■ Instruction
Copy out all the entries word for word.
+---+
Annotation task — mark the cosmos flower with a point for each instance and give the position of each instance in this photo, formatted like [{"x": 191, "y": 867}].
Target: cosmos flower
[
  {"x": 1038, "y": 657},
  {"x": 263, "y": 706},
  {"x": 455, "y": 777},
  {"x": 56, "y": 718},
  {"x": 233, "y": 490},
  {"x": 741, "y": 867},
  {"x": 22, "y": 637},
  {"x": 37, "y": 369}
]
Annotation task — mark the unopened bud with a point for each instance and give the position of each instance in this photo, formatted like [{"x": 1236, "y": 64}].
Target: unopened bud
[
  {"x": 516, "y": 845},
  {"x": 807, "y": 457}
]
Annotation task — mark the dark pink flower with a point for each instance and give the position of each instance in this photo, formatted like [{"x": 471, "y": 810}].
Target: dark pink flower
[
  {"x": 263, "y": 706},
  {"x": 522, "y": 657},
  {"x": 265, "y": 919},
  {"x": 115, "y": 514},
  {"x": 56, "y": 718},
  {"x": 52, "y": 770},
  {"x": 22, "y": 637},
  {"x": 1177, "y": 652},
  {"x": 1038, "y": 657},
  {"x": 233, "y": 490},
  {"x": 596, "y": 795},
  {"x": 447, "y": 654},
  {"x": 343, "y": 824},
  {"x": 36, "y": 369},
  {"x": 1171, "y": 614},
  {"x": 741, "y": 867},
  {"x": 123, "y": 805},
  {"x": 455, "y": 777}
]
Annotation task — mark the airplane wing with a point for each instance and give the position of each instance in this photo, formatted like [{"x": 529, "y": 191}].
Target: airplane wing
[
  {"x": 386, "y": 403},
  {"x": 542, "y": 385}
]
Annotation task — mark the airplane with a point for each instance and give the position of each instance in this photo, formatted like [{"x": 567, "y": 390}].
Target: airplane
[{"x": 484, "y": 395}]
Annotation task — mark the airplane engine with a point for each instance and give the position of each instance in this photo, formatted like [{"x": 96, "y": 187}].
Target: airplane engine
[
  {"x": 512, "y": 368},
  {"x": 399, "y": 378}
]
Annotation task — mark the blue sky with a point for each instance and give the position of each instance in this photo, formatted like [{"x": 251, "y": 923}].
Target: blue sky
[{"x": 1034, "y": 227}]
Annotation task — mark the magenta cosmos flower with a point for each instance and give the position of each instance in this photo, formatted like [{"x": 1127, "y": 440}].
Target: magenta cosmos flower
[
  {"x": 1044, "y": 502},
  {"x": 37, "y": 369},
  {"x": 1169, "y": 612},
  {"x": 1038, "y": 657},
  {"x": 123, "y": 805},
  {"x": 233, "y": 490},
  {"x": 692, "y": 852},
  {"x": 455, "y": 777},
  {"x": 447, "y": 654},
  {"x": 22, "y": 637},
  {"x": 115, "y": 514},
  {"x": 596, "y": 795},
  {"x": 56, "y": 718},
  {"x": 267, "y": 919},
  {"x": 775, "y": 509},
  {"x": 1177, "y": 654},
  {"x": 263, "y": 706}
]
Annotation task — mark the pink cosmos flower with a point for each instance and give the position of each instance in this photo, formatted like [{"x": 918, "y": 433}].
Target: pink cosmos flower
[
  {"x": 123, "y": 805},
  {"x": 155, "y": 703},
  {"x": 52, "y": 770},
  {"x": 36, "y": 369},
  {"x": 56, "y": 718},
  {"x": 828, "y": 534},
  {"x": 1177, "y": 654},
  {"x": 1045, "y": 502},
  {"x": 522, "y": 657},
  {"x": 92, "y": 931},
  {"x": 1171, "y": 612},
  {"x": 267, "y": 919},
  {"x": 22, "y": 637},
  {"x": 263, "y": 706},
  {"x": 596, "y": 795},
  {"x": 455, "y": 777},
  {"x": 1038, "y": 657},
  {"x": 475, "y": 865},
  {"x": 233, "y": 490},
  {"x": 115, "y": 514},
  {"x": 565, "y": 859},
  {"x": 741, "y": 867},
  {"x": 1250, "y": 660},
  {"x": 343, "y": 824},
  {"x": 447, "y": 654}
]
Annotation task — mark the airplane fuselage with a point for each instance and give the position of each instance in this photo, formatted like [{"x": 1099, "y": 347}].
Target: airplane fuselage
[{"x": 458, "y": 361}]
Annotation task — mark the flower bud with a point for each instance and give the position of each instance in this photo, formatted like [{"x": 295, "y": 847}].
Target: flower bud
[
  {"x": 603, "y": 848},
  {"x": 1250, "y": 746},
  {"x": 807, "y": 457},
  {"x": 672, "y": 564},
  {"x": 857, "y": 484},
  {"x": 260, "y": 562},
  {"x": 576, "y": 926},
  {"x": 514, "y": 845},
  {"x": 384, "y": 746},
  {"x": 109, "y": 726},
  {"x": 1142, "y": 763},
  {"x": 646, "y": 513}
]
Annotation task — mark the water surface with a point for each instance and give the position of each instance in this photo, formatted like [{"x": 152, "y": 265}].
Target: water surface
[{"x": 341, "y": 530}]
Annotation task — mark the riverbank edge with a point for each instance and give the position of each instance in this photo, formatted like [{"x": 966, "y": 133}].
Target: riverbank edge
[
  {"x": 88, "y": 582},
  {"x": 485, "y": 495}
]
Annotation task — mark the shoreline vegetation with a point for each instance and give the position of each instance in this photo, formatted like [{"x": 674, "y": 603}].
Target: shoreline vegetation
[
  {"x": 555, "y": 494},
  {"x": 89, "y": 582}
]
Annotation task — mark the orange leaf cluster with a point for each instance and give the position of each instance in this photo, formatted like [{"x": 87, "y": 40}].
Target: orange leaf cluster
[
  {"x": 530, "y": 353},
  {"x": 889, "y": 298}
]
+---+
■ Expected answer
Annotation task — mark the cosmos flower with a point for each instance and give the position of each instance in this photo, formatted like [{"x": 191, "y": 867}].
Target: cosmos flower
[
  {"x": 1038, "y": 657},
  {"x": 263, "y": 706},
  {"x": 455, "y": 777},
  {"x": 56, "y": 718},
  {"x": 233, "y": 490},
  {"x": 741, "y": 867},
  {"x": 22, "y": 637},
  {"x": 37, "y": 369}
]
Annotation task — mark the unopened bud with a point for each instance and give the position of each instance in this photo, formatted like [{"x": 1236, "y": 64}].
Target: unopened bud
[
  {"x": 516, "y": 845},
  {"x": 807, "y": 457}
]
Annotation task — mark the dark pink flower with a point for each instance and give the position of each instance in this photo, formatted like [{"x": 471, "y": 810}].
Target: dark pink flower
[
  {"x": 263, "y": 706},
  {"x": 522, "y": 657},
  {"x": 265, "y": 919},
  {"x": 115, "y": 514},
  {"x": 56, "y": 718},
  {"x": 52, "y": 770},
  {"x": 22, "y": 637},
  {"x": 1177, "y": 652},
  {"x": 1038, "y": 657},
  {"x": 233, "y": 490},
  {"x": 596, "y": 795},
  {"x": 447, "y": 654},
  {"x": 343, "y": 824},
  {"x": 36, "y": 369},
  {"x": 1171, "y": 614},
  {"x": 741, "y": 867},
  {"x": 123, "y": 805},
  {"x": 455, "y": 777}
]
Annotation task — mark the airplane wing with a point for each instance and give the position of each instance in this photo, formatted like [{"x": 529, "y": 191}].
Target: airplane wing
[
  {"x": 386, "y": 403},
  {"x": 542, "y": 385}
]
Annotation task — mark the airplane with a point for each instance and give the position of each instance in this photo, formatted like [{"x": 567, "y": 390}].
Target: airplane
[{"x": 484, "y": 395}]
Annotation task — mark the airplane engine with a point for each instance and give the position of each instance in this photo, formatted like [{"x": 96, "y": 187}].
Target: airplane engine
[
  {"x": 512, "y": 368},
  {"x": 399, "y": 378}
]
Annotation task — mark the blue sky with a point for each instance and give the position of each instance in this photo, formatted like [{"x": 251, "y": 923}].
Target: blue sky
[{"x": 1034, "y": 227}]
Annotation task — mark the magenta cosmos flower with a point for each instance and give the position of each instance in this photo, formatted like [{"x": 1127, "y": 440}].
Target: magenta cosmos flower
[
  {"x": 1044, "y": 502},
  {"x": 37, "y": 369},
  {"x": 1169, "y": 612},
  {"x": 1038, "y": 657},
  {"x": 123, "y": 805},
  {"x": 233, "y": 490},
  {"x": 692, "y": 852},
  {"x": 455, "y": 777},
  {"x": 447, "y": 654},
  {"x": 22, "y": 637},
  {"x": 115, "y": 514},
  {"x": 596, "y": 795},
  {"x": 56, "y": 718},
  {"x": 267, "y": 919},
  {"x": 775, "y": 509},
  {"x": 1177, "y": 654},
  {"x": 263, "y": 706}
]
Annotation task — mark the pink cosmos flower with a point for each instance and give the position of each instance in this photo, formatted like [{"x": 918, "y": 433}].
Target: pink cosmos flower
[
  {"x": 123, "y": 805},
  {"x": 155, "y": 703},
  {"x": 52, "y": 770},
  {"x": 36, "y": 369},
  {"x": 56, "y": 718},
  {"x": 828, "y": 534},
  {"x": 1177, "y": 654},
  {"x": 1045, "y": 502},
  {"x": 522, "y": 657},
  {"x": 92, "y": 931},
  {"x": 1171, "y": 612},
  {"x": 267, "y": 919},
  {"x": 22, "y": 637},
  {"x": 263, "y": 706},
  {"x": 596, "y": 795},
  {"x": 455, "y": 777},
  {"x": 1038, "y": 657},
  {"x": 475, "y": 865},
  {"x": 233, "y": 490},
  {"x": 115, "y": 514},
  {"x": 565, "y": 859},
  {"x": 741, "y": 867},
  {"x": 1250, "y": 660},
  {"x": 343, "y": 824},
  {"x": 447, "y": 654}
]
Annotation task — mark the airplane fuselage with a point for each instance and give the position of each instance in this photo, formatted like [{"x": 1099, "y": 347}].
Target: airplane fuselage
[{"x": 458, "y": 361}]
Annotation task — mark the flower bud with a point for each instance and give the position of each instance in this photo, formatted like [{"x": 295, "y": 847}].
Target: flower bud
[
  {"x": 603, "y": 848},
  {"x": 1250, "y": 746},
  {"x": 807, "y": 457},
  {"x": 672, "y": 564},
  {"x": 857, "y": 484},
  {"x": 260, "y": 562},
  {"x": 576, "y": 926},
  {"x": 514, "y": 845},
  {"x": 384, "y": 746},
  {"x": 109, "y": 726},
  {"x": 1142, "y": 763},
  {"x": 646, "y": 513}
]
Annotation task — mark the water surface with a point for each instance and give the position of each instance in this photo, formatted like [{"x": 152, "y": 265}].
Target: water surface
[{"x": 341, "y": 530}]
Annotation task — mark the riverbank edge with a point for each instance and give the position of each instance in this photo, formatted like [{"x": 966, "y": 133}].
Target: riverbank edge
[
  {"x": 88, "y": 582},
  {"x": 485, "y": 495}
]
Annotation task — mark the shoreline vegetation with a point for each instance and give the position of each instance in this photo, formatted like [{"x": 674, "y": 603}].
Target: shoreline vegetation
[
  {"x": 555, "y": 494},
  {"x": 89, "y": 582}
]
Annotation task — mark the orange leaf cluster with a point for each instance and give the position of each instance in this photo, formatted like [{"x": 87, "y": 40}].
Target: orange leaf cluster
[
  {"x": 530, "y": 353},
  {"x": 889, "y": 298}
]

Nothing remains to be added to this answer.